— Your task —
Copy out the records from the line with "Point to the blue light" to the line with "x=440, y=134", both lines included, reproducing them character for character.
-- START The records --
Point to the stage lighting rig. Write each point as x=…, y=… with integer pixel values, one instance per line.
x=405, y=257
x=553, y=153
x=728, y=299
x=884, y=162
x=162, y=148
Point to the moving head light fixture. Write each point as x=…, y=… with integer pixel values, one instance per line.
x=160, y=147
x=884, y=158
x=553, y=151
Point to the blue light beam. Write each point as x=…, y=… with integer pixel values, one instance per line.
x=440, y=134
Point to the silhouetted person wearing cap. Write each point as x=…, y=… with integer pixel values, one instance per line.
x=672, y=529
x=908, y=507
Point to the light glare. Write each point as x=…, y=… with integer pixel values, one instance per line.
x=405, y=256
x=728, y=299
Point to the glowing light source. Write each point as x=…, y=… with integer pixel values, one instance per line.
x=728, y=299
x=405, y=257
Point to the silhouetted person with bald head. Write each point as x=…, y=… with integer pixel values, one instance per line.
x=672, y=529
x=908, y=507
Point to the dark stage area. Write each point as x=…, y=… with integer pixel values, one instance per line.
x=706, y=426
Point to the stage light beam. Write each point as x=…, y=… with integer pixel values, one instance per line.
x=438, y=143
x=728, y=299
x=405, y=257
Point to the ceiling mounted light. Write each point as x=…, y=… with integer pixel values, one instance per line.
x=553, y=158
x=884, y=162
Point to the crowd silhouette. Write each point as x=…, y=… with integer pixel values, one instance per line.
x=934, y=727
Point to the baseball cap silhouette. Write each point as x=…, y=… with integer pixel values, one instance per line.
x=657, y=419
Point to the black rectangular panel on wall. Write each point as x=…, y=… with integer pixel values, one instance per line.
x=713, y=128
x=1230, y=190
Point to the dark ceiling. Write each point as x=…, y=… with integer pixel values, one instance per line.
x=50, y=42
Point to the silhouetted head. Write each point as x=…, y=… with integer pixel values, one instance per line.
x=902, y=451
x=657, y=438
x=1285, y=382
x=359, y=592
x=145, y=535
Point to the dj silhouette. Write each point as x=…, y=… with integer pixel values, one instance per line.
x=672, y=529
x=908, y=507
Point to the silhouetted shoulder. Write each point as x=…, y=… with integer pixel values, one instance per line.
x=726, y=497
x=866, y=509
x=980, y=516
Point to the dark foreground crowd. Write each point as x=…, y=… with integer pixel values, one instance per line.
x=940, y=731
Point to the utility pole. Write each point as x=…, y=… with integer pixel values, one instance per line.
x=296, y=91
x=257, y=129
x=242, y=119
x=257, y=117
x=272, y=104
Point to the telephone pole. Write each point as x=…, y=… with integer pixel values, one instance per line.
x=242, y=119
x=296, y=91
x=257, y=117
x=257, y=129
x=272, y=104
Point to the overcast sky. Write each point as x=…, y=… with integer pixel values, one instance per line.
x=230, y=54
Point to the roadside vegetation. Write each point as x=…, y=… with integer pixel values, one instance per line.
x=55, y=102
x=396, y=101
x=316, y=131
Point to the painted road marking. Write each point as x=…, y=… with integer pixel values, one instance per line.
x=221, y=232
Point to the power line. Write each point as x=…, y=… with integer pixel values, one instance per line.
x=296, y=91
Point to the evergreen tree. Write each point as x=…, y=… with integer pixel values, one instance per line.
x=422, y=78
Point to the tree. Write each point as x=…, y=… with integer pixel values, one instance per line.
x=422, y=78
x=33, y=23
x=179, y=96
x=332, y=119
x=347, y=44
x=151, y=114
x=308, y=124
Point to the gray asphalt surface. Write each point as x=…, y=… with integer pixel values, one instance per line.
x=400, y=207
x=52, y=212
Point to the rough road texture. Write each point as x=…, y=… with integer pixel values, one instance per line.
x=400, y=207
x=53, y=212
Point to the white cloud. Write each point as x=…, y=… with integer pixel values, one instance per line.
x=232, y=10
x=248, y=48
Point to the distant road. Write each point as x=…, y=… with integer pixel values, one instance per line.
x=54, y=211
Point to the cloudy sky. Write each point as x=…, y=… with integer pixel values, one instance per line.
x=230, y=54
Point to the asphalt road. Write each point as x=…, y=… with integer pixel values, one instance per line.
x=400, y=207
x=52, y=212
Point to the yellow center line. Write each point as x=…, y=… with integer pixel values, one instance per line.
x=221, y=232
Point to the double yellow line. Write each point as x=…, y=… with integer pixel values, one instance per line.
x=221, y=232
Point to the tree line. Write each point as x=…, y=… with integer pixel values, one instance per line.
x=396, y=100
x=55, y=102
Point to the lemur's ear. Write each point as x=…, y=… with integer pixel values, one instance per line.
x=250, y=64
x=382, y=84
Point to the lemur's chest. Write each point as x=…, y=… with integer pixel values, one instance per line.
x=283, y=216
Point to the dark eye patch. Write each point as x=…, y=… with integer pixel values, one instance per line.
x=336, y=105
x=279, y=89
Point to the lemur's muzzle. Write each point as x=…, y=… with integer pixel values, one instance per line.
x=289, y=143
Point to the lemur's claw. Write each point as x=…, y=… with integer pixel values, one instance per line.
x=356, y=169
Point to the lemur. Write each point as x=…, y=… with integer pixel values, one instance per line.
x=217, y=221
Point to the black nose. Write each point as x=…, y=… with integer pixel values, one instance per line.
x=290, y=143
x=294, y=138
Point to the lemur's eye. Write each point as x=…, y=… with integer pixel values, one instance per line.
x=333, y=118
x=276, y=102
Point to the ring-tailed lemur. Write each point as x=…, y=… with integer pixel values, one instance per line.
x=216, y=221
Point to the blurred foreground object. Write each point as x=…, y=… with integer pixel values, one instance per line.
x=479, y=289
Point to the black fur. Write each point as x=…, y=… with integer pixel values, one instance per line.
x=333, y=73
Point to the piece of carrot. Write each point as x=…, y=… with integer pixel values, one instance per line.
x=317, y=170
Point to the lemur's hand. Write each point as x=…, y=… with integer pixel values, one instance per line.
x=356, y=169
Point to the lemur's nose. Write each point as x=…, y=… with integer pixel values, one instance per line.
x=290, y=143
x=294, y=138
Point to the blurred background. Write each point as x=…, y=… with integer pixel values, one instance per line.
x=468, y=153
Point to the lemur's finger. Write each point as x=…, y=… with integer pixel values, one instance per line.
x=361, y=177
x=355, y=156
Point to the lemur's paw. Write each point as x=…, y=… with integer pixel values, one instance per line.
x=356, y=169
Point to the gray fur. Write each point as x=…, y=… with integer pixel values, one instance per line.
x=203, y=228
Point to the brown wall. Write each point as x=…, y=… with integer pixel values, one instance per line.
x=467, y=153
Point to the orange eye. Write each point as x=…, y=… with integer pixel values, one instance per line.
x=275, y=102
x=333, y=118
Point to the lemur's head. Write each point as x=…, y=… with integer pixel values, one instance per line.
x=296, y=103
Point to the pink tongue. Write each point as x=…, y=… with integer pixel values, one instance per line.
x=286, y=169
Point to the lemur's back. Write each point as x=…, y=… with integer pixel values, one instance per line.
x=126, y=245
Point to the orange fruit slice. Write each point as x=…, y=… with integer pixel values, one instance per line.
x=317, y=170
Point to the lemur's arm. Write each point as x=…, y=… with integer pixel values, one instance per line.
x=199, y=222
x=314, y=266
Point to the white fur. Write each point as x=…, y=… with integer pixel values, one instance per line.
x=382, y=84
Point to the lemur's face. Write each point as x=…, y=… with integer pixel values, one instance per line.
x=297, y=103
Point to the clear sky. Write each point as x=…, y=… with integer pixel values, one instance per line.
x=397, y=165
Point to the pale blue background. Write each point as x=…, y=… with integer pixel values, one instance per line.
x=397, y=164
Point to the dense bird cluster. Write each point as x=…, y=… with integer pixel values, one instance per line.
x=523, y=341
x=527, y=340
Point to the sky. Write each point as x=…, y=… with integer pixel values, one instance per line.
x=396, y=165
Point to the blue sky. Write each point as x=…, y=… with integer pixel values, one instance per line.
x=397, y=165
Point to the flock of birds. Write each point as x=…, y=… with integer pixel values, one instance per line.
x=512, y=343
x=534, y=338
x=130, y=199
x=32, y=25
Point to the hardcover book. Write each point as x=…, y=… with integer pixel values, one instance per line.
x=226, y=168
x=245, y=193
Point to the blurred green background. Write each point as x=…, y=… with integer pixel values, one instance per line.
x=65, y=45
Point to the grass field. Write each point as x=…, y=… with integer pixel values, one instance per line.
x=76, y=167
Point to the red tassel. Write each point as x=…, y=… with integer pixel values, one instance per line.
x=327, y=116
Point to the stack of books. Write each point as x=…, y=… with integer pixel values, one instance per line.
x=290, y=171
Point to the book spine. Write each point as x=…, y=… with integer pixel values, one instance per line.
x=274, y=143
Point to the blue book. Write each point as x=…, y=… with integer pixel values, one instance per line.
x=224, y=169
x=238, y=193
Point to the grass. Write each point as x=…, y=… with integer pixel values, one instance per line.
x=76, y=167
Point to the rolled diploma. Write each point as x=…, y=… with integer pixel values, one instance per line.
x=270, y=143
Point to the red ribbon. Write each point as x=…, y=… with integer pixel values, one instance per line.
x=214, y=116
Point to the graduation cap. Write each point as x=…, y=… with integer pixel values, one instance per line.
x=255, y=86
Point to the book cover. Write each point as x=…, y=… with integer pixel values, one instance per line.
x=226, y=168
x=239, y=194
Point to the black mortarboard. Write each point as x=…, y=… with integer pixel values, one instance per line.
-- END The records --
— Completed exercise —
Point to the blue light beam. Write each point as x=…, y=… with integer pixel values, one instance per line.
x=440, y=134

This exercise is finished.